PROBLEM STATEMENT |
Reproduce verbatim the records that begin at the line containing "light and give integer pixel coordinates." and continue through the end of the records, including both the first and the last line.
= = = = = = =
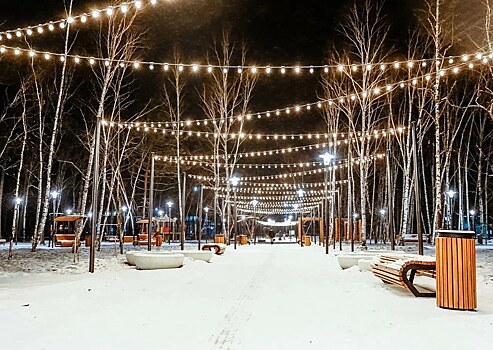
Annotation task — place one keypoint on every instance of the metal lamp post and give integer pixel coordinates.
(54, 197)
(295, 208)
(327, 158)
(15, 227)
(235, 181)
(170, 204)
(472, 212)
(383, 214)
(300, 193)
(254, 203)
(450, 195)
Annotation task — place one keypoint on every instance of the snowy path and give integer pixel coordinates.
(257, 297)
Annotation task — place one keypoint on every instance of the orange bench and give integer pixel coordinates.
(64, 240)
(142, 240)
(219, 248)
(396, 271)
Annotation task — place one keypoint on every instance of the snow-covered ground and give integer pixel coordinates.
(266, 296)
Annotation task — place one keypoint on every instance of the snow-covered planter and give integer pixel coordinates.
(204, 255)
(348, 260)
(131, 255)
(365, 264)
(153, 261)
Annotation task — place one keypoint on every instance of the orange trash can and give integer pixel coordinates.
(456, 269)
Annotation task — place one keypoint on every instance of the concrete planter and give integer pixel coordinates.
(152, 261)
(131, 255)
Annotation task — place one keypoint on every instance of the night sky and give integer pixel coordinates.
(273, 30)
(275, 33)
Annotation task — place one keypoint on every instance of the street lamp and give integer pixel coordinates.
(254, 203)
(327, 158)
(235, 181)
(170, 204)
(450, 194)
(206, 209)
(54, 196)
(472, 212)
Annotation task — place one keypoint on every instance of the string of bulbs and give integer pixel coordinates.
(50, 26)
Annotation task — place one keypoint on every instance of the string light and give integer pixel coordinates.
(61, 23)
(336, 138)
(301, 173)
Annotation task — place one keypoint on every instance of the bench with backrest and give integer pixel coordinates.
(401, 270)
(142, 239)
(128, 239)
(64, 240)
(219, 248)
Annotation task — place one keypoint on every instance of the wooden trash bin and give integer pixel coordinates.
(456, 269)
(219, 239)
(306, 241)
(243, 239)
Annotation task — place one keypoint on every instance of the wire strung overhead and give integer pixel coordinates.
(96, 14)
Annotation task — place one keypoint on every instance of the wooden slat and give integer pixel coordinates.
= = = = = = =
THE OUTPUT |
Annotation task — place one keypoint on every instance of the string light and give integer pixel coordinates.
(61, 23)
(336, 138)
(301, 173)
Annotation task — place one keypoint on every instance of the bench with backrest and give integer pixel coordinates.
(401, 270)
(142, 239)
(128, 239)
(64, 240)
(219, 248)
Annotation task — place one keypoint on every instance of the wooden trash bin and give integer pixel coordinates.
(456, 269)
(219, 239)
(306, 241)
(243, 239)
Annotation task — place one keypoint on every instance of the wire strung overhead and give integer pixel coordinates.
(96, 14)
Annotation task — place one keypoint on every instance of the wooden slat and give integer pixel coordinates.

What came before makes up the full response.